STORED DATA
== == ==
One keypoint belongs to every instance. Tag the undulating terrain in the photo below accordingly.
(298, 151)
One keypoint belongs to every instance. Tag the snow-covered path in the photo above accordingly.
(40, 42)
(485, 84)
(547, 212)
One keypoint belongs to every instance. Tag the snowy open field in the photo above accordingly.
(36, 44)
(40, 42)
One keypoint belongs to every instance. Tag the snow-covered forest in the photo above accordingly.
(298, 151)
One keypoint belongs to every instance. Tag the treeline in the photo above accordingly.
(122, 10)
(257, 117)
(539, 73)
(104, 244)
== == ==
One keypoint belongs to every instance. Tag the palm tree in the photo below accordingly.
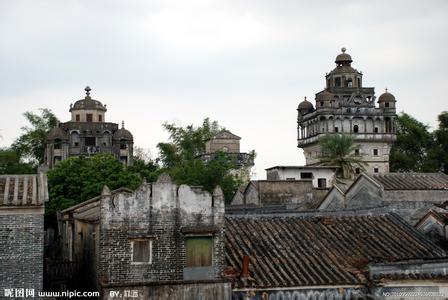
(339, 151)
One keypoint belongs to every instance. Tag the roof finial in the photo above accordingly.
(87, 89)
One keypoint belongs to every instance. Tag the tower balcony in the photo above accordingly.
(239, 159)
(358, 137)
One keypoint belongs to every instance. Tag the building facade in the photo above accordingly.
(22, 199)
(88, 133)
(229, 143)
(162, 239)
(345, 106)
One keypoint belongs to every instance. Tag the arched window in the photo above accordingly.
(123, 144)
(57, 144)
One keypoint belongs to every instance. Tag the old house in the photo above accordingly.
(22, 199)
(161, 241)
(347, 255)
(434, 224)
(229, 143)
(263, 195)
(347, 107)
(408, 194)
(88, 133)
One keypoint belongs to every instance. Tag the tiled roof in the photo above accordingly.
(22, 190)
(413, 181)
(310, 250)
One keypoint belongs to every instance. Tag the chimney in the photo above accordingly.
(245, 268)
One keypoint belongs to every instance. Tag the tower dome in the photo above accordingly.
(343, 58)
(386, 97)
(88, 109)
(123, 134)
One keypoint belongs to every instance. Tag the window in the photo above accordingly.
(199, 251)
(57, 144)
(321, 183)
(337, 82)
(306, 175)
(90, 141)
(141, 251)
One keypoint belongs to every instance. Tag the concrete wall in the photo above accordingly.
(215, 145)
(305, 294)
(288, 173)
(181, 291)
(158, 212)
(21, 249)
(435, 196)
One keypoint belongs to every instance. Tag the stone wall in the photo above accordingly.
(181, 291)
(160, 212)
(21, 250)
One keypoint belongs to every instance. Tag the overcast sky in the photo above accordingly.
== == ==
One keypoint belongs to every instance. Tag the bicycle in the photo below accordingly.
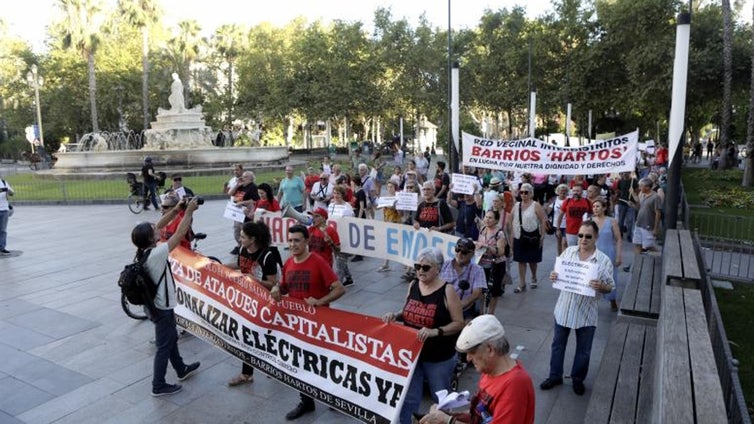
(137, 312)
== == ==
PROBLEM STATEMENT
Write out the data above as a numbered list with blank lines omitted. Begin at the line that contains "One keypoint belongs to every instance. Tag the concrete" and stop after the line that contains "One keypoint belongs to every instance. Tag the overcast".

THE SOLUTION
1. One keypoint belongs to every instance. Tag the concrete wall in the photo above accordingly.
2. (215, 145)
3. (305, 294)
4. (288, 173)
5. (181, 291)
6. (158, 212)
7. (21, 249)
8. (435, 196)
9. One keypoint belongs to every instance. Tag the stone wall in the photo above accordingly.
10. (181, 291)
11. (160, 212)
12. (21, 250)
13. One keypoint belongs to every instance. Tag the overcast sky in the photo above accordingly.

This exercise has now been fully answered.